▶ **Short task**
Collect every line of the rows below that contains the word "lamp", and copy each one in full. Match the case exactly.

BEGIN Extracted information

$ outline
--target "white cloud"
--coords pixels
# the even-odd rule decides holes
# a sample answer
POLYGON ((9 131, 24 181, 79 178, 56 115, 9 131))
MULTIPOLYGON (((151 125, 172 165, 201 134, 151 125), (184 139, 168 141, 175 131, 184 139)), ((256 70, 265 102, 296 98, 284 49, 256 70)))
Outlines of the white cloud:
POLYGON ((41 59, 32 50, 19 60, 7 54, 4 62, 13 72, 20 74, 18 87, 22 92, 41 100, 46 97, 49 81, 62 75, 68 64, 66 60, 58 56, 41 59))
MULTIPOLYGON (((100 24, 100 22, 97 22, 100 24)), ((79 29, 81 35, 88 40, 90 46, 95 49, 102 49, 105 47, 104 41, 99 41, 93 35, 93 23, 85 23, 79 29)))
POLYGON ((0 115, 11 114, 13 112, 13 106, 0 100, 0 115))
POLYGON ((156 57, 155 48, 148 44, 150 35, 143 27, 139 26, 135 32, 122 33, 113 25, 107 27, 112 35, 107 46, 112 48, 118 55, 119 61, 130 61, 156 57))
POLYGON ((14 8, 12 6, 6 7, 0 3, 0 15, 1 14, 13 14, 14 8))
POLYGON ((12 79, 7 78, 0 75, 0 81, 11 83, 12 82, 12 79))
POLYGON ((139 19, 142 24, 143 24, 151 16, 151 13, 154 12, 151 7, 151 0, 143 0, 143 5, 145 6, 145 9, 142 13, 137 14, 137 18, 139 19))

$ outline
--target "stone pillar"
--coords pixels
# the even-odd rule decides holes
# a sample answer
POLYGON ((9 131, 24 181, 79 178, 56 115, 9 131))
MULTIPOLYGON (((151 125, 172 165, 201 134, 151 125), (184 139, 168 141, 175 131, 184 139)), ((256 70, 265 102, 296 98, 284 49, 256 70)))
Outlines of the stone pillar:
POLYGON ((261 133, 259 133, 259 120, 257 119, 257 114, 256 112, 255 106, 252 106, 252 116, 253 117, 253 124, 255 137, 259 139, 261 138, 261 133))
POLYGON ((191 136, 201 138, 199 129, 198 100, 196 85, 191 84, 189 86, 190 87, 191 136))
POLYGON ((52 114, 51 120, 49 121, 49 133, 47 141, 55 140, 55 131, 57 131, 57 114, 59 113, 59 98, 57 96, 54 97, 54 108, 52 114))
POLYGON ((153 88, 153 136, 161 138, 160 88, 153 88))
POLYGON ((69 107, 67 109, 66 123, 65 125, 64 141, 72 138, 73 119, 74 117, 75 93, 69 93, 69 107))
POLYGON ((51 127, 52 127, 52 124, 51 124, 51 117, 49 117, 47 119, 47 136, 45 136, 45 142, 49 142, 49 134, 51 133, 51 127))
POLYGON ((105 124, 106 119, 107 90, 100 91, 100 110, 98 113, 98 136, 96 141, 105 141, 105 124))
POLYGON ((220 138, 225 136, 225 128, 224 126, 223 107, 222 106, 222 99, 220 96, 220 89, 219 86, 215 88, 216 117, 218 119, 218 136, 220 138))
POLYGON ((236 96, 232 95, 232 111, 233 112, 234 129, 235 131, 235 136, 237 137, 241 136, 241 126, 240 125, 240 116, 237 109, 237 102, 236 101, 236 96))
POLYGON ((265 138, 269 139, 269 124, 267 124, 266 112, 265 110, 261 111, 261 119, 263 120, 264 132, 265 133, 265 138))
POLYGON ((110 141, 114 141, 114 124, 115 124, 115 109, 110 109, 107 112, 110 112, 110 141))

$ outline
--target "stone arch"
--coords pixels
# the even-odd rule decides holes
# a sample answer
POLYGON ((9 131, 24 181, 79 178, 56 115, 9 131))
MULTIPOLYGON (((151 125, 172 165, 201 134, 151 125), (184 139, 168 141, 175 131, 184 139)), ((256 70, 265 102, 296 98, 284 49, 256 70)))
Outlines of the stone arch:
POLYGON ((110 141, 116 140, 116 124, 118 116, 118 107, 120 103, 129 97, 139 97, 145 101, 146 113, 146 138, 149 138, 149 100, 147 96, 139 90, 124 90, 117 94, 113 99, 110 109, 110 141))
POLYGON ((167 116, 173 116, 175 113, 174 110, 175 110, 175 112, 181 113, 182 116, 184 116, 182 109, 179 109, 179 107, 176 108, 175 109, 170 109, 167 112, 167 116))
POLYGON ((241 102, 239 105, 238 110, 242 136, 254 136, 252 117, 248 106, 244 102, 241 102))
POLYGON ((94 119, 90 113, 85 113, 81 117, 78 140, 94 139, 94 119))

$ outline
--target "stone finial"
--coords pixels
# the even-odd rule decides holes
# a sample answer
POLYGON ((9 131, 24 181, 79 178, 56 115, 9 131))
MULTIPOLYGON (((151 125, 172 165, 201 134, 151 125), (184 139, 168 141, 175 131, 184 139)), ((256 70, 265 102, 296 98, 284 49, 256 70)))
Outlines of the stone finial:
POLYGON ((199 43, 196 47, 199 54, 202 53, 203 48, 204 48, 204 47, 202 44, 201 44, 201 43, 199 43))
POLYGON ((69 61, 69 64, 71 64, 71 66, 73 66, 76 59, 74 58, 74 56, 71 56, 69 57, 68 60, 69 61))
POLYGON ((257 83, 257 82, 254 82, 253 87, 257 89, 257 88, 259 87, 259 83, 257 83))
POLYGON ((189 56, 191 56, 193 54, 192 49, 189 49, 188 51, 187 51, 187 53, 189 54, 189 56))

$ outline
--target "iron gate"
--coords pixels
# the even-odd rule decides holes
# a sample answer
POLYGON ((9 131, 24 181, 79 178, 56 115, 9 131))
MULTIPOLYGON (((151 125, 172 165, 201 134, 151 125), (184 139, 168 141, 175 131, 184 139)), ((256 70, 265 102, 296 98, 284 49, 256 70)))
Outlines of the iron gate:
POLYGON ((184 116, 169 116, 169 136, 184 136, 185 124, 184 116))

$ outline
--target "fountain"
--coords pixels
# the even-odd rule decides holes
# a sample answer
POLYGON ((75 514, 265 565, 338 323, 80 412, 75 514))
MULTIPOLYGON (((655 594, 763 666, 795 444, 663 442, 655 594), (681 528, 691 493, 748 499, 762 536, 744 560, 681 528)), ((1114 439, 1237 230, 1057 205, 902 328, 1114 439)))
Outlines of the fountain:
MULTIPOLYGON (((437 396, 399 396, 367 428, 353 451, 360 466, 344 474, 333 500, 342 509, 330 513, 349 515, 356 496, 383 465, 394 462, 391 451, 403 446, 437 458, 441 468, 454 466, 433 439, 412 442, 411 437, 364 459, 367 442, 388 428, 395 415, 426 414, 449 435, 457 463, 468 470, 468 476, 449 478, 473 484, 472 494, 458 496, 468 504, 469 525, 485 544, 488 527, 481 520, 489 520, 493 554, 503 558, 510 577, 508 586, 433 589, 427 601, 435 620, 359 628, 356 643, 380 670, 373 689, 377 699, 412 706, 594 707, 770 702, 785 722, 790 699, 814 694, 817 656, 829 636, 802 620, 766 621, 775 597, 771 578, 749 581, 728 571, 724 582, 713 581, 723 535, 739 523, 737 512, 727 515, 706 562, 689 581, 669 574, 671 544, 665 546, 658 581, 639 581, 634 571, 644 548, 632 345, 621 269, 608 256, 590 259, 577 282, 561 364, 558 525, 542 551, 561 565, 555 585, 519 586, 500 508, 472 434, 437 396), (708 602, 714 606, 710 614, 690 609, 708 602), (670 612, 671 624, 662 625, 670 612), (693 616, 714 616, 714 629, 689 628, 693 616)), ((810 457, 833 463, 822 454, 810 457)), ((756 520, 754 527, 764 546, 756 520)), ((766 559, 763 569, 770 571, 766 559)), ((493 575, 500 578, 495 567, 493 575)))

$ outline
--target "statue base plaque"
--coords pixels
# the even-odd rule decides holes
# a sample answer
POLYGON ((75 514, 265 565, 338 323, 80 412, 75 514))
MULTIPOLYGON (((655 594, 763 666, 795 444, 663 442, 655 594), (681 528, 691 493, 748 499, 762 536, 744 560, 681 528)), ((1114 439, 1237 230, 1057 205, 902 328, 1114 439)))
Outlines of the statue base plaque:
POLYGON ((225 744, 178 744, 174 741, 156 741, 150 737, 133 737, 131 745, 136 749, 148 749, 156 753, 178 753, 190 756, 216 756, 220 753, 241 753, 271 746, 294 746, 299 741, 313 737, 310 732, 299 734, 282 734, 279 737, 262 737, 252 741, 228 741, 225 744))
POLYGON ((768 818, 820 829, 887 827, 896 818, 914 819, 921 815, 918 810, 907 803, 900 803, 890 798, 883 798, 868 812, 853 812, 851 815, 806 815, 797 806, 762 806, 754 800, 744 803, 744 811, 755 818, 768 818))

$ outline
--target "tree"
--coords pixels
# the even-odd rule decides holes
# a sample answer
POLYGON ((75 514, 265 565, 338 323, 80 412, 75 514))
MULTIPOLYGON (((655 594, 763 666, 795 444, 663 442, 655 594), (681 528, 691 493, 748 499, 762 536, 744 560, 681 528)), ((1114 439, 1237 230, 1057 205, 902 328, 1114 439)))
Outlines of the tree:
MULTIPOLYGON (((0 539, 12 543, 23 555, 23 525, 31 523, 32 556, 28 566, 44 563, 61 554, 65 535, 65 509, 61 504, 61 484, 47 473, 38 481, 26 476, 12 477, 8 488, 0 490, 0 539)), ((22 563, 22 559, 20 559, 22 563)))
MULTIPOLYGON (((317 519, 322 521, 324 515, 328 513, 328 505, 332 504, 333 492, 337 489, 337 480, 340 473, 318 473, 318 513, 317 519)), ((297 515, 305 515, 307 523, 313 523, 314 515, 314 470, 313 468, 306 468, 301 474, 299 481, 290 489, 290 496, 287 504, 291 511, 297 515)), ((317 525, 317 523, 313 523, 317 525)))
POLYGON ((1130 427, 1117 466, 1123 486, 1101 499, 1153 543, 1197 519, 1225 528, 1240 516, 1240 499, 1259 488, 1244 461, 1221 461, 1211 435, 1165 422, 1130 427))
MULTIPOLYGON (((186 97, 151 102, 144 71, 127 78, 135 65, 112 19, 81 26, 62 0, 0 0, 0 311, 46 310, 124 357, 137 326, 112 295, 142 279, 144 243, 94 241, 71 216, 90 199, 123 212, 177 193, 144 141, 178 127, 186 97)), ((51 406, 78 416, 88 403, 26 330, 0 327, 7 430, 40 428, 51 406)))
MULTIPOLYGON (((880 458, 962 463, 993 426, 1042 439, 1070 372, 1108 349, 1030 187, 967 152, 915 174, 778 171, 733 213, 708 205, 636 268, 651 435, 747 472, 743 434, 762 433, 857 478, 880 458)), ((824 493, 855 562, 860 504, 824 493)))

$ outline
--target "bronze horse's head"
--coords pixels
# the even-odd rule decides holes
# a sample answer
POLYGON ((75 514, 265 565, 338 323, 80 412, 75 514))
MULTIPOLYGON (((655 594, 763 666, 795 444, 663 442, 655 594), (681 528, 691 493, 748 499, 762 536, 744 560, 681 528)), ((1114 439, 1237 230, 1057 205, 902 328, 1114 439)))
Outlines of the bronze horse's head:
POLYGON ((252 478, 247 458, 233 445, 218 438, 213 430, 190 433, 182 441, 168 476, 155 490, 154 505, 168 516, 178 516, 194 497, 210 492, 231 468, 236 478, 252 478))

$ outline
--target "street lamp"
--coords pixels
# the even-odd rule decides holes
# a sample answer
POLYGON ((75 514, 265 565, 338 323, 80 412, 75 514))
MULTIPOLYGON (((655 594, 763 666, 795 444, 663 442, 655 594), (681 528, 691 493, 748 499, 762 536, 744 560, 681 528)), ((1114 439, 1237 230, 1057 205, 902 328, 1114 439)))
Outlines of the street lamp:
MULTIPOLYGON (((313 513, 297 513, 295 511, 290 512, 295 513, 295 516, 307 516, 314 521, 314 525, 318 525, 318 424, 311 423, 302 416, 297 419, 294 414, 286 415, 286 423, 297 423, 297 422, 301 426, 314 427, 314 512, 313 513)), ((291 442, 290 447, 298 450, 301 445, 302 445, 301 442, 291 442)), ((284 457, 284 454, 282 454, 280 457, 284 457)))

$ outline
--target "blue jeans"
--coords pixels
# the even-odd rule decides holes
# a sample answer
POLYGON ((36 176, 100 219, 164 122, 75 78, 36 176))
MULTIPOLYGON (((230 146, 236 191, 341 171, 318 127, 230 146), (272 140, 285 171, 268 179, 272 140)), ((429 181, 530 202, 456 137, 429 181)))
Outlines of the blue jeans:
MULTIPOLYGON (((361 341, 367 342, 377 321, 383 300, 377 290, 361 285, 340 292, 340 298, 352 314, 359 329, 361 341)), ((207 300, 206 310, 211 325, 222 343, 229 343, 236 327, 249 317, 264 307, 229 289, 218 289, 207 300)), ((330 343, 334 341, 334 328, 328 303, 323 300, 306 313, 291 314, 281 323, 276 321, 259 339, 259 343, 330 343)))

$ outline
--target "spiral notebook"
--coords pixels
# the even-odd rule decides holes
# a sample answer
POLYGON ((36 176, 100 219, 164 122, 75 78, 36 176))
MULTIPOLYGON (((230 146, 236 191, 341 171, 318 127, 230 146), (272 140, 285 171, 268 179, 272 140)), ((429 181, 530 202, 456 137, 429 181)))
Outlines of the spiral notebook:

END Extracted information

▶ **Complete output**
--target "street lamp"
Outlines of the street lamp:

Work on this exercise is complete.